START Supplied text

The half-mile walk to his apartment at 462 Linden St. would have taken about 10 minutes. A security camera on Linden captured de la Plaza arriving at his home, a triplex with three front doors all in a row, and heading in for the night. A neighbor heard the door close. 

Once inside, he made himself a snack of rice and peas — crime scene photos show the unfinished plate and the autopsy found traces in his stomach — and used his computer to look at dating sites and check out real estate in Argentina, where he was contemplating buying a home. Sometime before 3 a.m., a half-dozing neighbor heard a “thud” come from de la Plaza’s unit. 

A view down Linden Street in San Francisco. Hugues de la Plaza was found dead in his apartment in the two-story yellow building seen at right.

A view down Linden Street in San Francisco. Hugues de la Plaza was found dead in his apartment in the two-story yellow building seen at right.

Google Street View

“Then, as I was listening to noises, I heard [de la Plaza’s] door open and close, then open and close again a few minutes later, and then I heard footsteps running down the stairs,” Orion Denley, a hotel concierge, told the San Francisco Chronicle in 2008.

It was jarring, sure, but who hasn’t heard doors slamming and loud sounds from a neighbor? “It didn’t sound like a scuffle going on at all,” Denley said. He went back to sleep.

At 8 a.m., one of de la Plaza’s neighbors came outside to get their morning newspaper. They saw blood all over the front porch. They called 911, and two San Francisco police officers arrived shortly after. After receiving no response from knocking on the front door, they went around back. They peeked through a kitchen window and saw more blood, so they broke down the rear door to get in. There, they found de la Plaza, stabbed three times in the chest, neck and abdomen. He was dead.

The front of 462 Linden St. in San Francisco, where Hugues de la Plaza died in June 2007.

The front of 462 Linden St. in San Francisco, where Hugues de la Plaza died in June 2007.

Google Street View

The front and back doors had been bolted from the inside. No windows were forced open. And there was no sign of an intruder.

It was the beginning of San Francisco’s most confounding locked-room mystery — one that remains unsolved 15 years later.


It wouldn’t take long for investigators to come into conflict with de la Plaza’s loved ones. After surveying the scene, SFPD detectives began wondering whether this was a suicide. Although there was blood all over, only de la Plaza’s footprints were found tracked through the house. If he’d been attacked, he never called 911 — or even shouted out to a neighbor — for help. And, of course, there were the locked doors. They began working off the theory that de la Plaza had taken drugs at the bar, come home and killed himself. 

Fifteen years on, de la Plaza’s ex-girlfriend Melissa Nix believes she may have inadvertently validated their supposition. The pair met when she was 27 and dated for four years. Although the relationship didn’t work out, Nix remained fond of de la Plaza and knew his parents back in France. She says she was the one who called to tell them their only child was dead.

FILE: Melissa Nix listens to Francois de la Plaza, the father of Hugues de la Plaza, at a press conference on the steps of San Francisco City Hall on Thursday, Feb. 26, 2009. 

FILE: Melissa Nix listens to Francois de la Plaza, the father of Hugues de la Plaza, at a press conference on the steps of San Francisco City Hall on Thursday, Feb. 26, 2009.

END Supplied text
START Data provided

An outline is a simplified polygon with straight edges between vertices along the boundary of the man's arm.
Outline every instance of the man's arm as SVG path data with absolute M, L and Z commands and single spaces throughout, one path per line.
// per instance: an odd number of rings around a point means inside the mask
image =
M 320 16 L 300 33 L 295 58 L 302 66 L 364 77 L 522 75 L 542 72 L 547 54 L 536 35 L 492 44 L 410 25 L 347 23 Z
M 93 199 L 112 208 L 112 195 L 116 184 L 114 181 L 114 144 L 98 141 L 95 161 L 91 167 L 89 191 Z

END Data provided

To do:
- a) In two sentences, sum up the article about Hugues de la Plaza's death.
- b) According to the article about Hugues de la Plaza's death, what snack did he make himself once he was inside?
- c) Reproduce the article about Hugues de la Plaza's death from "It wouldn’t take" to "child was dead.".

Exercise solutions:
- a) Hugues de la Plaza came home for the night to his apartment at 462 Linden St. in San Francisco, and the next morning two police officers broke in and found him stabbed three times in the chest, neck and abdomen. The front and back doors had been bolted from the inside with no sign of an intruder, and the case remains unsolved 15 years later.

- b) Rice and peas.

- c)
It wouldn’t take long for investigators to come into conflict with de la Plaza’s loved ones. After surveying the scene, SFPD detectives began wondering whether this was a suicide. Although there was blood all over, only de la Plaza’s footprints were found tracked through the house. If he’d been attacked, he never called 911 — or even shouted out to a neighbor — for help. And, of course, there were the locked doors. They began working off the theory that de la Plaza had taken drugs at the bar, come home and killed himself. 

Fifteen years on, de la Plaza’s ex-girlfriend Melissa Nix believes she may have inadvertently validated their supposition. The pair met when she was 27 and dated for four years. Although the relationship didn’t work out, Nix remained fond of de la Plaza and knew his parents back in France. She says she was the one who called to tell them their only child was dead.